# [Problem details]
Only lines holding the word "white" should be copied from the material.

# [Record set]
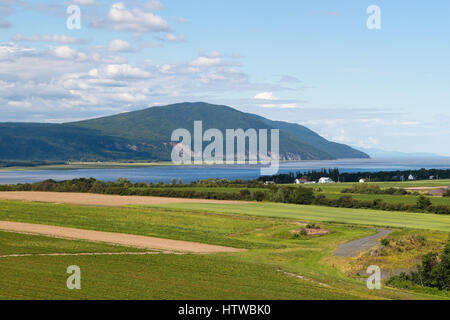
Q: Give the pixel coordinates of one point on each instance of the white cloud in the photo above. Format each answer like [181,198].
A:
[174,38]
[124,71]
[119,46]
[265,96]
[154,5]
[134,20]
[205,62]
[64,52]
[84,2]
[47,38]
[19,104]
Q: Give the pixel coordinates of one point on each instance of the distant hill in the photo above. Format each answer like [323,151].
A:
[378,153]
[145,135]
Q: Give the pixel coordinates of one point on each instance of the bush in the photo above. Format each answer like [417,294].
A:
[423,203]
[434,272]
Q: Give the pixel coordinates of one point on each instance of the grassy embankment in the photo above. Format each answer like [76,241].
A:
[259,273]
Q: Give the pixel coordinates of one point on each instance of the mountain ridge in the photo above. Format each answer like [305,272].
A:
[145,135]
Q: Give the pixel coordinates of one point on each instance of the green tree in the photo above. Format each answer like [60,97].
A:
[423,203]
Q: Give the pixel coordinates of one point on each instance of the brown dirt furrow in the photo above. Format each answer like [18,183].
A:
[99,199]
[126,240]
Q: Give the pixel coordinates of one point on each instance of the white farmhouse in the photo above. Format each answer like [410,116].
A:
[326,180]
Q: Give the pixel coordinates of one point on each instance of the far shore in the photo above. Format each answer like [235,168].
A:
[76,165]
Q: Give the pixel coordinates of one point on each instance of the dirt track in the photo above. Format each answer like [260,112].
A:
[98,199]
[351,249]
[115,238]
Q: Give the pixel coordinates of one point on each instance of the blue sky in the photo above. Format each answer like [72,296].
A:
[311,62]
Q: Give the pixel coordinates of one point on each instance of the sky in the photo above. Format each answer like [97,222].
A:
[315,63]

---

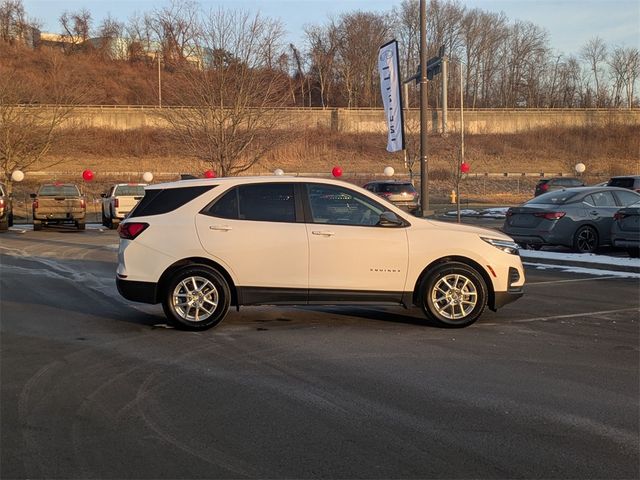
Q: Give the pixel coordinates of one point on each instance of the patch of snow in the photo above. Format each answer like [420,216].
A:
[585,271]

--

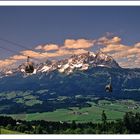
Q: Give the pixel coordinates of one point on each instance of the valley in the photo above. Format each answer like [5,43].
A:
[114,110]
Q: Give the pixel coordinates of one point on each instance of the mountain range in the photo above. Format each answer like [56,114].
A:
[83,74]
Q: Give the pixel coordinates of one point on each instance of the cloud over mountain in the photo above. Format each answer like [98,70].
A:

# [Exercise answer]
Q: Give the pixel coordinates of one point on each instance of the white cloud in the photo above. Format each answer like [181,198].
Q: Give the pixel coordinates of one point on each instance of the white farmhouse in the photo above. Format each answer like [410,116].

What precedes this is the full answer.